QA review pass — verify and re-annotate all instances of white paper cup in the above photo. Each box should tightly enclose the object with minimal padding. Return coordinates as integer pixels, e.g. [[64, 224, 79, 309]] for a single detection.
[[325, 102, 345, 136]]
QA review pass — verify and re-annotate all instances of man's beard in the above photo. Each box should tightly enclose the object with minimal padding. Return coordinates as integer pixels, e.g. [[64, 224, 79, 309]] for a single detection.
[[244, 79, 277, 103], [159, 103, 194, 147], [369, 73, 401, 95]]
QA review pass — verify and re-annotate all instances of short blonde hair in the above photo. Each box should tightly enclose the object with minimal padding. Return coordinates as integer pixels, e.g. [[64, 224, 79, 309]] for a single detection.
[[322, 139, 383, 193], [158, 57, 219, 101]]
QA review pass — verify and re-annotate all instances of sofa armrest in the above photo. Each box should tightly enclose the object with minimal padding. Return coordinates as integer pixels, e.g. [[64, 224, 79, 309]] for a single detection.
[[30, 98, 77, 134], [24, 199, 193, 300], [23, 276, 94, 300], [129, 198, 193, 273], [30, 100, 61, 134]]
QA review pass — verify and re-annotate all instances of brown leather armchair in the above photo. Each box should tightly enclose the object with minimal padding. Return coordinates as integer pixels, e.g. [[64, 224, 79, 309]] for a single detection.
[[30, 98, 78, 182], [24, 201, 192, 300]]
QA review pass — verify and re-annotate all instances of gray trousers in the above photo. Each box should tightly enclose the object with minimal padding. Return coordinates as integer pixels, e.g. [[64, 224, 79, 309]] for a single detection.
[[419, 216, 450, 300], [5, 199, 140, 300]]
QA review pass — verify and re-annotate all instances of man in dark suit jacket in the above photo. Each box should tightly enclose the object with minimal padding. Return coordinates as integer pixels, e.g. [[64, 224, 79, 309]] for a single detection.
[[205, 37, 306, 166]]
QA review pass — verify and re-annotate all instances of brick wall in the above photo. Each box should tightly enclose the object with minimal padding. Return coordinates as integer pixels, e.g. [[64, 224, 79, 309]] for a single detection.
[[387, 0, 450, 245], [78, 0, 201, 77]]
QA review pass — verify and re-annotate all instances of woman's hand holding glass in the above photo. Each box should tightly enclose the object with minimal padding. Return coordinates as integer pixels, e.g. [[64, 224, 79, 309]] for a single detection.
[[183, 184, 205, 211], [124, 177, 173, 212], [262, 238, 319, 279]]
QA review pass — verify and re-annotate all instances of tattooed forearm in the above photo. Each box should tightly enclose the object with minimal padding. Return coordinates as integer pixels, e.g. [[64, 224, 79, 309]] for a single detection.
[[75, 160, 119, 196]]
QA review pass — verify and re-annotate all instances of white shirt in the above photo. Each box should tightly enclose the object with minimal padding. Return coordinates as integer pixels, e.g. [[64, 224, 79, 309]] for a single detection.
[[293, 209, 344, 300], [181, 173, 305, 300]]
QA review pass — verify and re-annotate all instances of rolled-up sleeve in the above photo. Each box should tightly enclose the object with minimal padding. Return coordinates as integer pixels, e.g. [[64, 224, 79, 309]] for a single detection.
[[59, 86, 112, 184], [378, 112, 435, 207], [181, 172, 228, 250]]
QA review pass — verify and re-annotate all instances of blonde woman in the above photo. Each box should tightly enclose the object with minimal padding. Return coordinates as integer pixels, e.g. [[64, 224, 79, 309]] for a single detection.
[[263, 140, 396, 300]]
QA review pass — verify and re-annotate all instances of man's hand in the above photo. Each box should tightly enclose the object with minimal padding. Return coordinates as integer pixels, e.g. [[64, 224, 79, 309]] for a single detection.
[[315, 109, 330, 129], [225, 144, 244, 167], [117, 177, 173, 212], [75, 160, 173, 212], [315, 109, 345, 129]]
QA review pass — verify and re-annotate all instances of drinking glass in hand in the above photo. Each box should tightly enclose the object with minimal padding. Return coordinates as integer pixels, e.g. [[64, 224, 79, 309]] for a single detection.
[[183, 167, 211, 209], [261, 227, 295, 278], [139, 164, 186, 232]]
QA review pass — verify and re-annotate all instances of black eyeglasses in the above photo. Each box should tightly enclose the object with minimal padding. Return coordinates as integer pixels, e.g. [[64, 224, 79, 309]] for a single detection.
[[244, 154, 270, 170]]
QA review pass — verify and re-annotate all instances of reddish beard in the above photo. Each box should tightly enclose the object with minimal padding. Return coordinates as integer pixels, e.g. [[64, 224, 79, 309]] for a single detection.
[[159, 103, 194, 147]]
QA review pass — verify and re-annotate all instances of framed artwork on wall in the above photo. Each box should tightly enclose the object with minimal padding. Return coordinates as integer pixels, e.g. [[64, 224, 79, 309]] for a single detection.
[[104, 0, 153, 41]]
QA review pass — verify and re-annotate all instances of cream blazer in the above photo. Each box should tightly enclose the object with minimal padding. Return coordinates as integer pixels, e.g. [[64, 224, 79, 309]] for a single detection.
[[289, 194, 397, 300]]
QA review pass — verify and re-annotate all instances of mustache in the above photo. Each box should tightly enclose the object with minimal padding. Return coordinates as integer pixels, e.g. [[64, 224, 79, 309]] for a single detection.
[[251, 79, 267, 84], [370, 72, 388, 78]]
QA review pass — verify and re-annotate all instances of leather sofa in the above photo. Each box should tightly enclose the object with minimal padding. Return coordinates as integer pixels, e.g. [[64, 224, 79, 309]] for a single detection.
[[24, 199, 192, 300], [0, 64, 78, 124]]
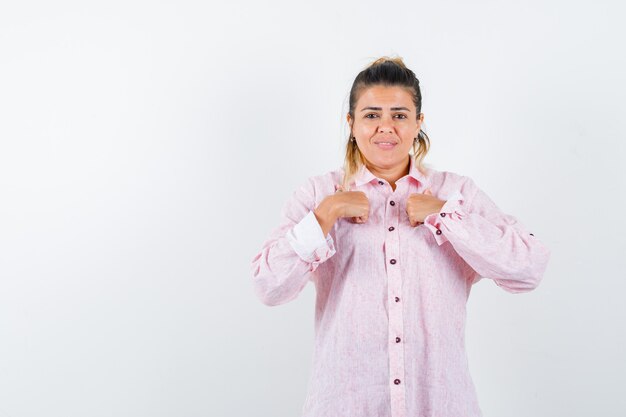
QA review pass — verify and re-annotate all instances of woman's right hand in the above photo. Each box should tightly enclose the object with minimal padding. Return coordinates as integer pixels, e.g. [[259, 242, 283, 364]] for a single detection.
[[314, 185, 369, 236], [331, 185, 370, 223]]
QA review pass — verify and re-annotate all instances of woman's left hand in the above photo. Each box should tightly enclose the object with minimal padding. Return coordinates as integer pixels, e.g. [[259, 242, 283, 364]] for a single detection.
[[406, 188, 446, 227]]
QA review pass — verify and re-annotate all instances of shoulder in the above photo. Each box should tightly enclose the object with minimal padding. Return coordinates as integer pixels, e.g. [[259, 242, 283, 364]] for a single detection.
[[294, 168, 343, 206]]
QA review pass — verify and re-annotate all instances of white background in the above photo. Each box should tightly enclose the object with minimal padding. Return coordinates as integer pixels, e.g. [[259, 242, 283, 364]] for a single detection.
[[0, 0, 626, 417]]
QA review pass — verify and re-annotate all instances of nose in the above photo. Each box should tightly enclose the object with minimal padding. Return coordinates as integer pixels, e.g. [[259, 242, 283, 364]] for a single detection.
[[378, 115, 393, 133]]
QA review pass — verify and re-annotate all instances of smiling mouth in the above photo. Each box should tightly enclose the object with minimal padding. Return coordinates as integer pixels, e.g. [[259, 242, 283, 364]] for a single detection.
[[374, 142, 397, 149]]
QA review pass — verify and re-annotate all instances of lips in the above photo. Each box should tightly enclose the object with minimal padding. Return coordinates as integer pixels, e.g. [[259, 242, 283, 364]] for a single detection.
[[374, 141, 397, 150]]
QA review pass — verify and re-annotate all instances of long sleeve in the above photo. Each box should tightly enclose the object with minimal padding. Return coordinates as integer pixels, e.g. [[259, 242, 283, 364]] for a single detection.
[[251, 179, 335, 306], [424, 178, 551, 293]]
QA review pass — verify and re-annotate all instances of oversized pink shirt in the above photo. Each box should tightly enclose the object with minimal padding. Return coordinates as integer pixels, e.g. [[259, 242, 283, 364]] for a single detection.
[[251, 158, 550, 417]]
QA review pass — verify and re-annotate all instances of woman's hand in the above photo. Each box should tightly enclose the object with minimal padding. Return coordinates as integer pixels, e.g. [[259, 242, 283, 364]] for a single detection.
[[314, 185, 370, 236], [332, 185, 370, 223], [406, 188, 446, 227]]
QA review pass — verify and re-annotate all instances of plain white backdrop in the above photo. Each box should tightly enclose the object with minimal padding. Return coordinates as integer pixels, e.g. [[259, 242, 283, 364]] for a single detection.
[[0, 0, 626, 417]]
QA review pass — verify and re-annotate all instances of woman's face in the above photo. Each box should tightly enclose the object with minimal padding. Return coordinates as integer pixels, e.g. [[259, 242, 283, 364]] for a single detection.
[[347, 86, 424, 169]]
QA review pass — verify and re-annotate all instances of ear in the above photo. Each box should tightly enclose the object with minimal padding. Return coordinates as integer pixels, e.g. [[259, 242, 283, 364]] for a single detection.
[[415, 113, 424, 136]]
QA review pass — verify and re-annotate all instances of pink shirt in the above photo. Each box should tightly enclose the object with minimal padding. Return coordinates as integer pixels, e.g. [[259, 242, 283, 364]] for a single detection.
[[252, 158, 550, 417]]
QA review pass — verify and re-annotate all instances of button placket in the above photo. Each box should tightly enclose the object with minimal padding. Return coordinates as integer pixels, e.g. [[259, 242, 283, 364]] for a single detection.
[[385, 194, 406, 417]]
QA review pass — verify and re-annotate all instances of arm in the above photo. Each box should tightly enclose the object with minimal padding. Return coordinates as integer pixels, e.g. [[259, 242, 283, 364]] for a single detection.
[[424, 178, 551, 293], [251, 179, 335, 306]]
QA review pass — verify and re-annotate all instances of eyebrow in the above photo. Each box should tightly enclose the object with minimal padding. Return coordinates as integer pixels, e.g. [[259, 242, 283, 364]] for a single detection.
[[361, 107, 411, 111]]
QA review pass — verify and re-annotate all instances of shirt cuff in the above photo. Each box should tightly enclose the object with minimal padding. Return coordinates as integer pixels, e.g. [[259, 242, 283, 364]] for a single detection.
[[286, 210, 335, 264], [424, 191, 467, 246]]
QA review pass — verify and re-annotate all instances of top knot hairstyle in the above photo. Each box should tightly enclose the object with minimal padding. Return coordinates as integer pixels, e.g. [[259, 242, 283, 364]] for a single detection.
[[343, 56, 430, 190]]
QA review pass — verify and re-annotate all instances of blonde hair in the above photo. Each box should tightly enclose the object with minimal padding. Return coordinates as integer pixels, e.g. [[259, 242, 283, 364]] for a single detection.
[[342, 56, 430, 191]]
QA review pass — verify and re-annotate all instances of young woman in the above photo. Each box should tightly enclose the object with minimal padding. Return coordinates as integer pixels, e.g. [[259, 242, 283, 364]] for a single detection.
[[252, 57, 550, 417]]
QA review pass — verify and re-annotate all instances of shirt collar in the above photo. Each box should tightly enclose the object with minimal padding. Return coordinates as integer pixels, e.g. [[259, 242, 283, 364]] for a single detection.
[[354, 156, 428, 187]]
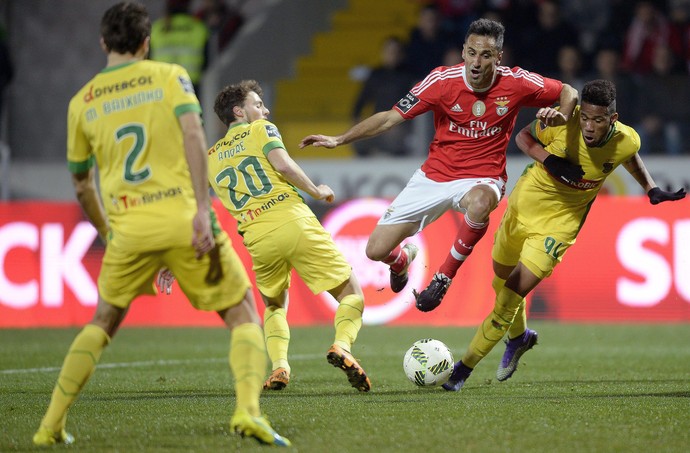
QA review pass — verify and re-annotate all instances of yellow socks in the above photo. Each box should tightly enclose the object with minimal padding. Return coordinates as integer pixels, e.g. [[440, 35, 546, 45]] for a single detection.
[[491, 275, 527, 338], [229, 322, 266, 417], [41, 324, 110, 432], [333, 294, 364, 352], [462, 287, 524, 368], [264, 306, 290, 373]]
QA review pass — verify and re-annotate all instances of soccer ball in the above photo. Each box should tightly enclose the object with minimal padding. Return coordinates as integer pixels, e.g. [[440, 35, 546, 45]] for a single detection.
[[403, 338, 454, 387]]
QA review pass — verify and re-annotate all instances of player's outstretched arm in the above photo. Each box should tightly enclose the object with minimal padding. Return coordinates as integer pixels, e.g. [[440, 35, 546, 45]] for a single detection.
[[266, 148, 335, 203], [549, 83, 579, 121], [623, 154, 686, 204], [72, 168, 110, 244], [515, 126, 585, 183], [299, 109, 405, 148], [179, 112, 215, 257]]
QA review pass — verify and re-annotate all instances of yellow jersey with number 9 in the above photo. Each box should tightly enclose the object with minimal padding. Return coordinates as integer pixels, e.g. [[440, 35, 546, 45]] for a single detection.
[[67, 60, 201, 251], [208, 120, 314, 243], [508, 106, 640, 241]]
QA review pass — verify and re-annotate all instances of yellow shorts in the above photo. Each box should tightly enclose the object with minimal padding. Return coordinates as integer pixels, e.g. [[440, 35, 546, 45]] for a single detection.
[[98, 232, 251, 311], [245, 217, 352, 297], [491, 209, 574, 279]]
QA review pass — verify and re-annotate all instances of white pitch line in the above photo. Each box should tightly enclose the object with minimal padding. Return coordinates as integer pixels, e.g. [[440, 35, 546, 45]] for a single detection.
[[0, 354, 321, 374]]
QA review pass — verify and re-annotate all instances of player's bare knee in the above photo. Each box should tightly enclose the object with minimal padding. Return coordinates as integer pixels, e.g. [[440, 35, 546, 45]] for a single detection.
[[365, 241, 390, 261]]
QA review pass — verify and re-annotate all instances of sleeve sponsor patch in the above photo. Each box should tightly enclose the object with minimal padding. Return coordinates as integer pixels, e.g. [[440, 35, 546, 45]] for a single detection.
[[395, 93, 419, 113], [177, 76, 194, 94], [265, 124, 283, 140]]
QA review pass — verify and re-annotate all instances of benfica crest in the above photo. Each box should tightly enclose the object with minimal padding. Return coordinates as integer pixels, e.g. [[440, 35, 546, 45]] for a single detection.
[[494, 96, 510, 116]]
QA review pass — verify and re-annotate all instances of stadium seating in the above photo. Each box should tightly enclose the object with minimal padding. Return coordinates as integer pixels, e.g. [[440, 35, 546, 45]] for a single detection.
[[272, 0, 419, 158]]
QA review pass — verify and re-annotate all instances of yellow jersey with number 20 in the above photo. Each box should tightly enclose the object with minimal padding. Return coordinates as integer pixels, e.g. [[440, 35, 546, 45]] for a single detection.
[[208, 120, 314, 244]]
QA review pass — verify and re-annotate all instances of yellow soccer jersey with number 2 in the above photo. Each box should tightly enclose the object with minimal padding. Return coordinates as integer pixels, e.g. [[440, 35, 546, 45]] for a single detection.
[[67, 60, 201, 252], [508, 106, 640, 244], [208, 120, 314, 244]]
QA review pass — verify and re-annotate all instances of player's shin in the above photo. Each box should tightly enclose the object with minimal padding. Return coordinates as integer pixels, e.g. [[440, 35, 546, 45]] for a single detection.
[[334, 294, 364, 351], [439, 216, 489, 279], [229, 322, 266, 417], [264, 305, 290, 373], [41, 324, 110, 432], [462, 287, 523, 368]]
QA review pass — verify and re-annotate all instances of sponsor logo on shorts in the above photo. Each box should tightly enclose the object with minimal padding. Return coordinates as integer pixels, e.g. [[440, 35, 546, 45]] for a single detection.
[[110, 187, 182, 211], [239, 192, 290, 223], [265, 124, 283, 140]]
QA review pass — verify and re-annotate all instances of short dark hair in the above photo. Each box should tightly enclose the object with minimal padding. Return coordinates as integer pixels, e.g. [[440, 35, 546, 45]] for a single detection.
[[582, 79, 616, 114], [101, 2, 151, 54], [213, 80, 264, 126], [465, 18, 506, 50]]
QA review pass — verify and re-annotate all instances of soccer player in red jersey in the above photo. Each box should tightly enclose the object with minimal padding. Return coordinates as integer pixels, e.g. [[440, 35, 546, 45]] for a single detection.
[[300, 19, 577, 311]]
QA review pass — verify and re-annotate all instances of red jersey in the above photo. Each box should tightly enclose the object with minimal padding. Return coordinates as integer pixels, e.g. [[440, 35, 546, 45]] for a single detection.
[[394, 63, 562, 182]]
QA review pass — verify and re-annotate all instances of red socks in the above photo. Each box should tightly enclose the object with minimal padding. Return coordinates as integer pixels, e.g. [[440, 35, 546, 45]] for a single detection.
[[439, 216, 489, 278]]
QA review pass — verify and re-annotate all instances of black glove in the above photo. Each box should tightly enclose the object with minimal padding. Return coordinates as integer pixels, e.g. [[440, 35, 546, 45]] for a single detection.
[[544, 154, 585, 182], [647, 187, 685, 204]]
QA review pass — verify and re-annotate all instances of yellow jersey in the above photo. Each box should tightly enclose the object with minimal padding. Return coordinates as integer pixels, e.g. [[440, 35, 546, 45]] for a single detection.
[[508, 106, 640, 241], [208, 120, 314, 243], [67, 60, 201, 251]]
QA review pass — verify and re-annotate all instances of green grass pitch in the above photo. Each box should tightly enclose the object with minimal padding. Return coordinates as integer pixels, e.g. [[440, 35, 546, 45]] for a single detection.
[[0, 321, 690, 453]]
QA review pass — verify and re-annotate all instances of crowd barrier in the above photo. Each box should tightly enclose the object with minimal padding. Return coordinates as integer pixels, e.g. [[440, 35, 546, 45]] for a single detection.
[[0, 196, 690, 328]]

────────

Direction – Copy the listing word for word, beginning with its first line and stopping after the line that contains "[[325, 102, 345, 136]]".

Full answer –
QA review pass — verify and re-annotate all instances of white paper cup in the above photo. Each box should tightly enclose the object with minimal padding. Return coordinates as integer pixels, e.g. [[64, 224, 79, 309]] for a single detection.
[[325, 102, 345, 136]]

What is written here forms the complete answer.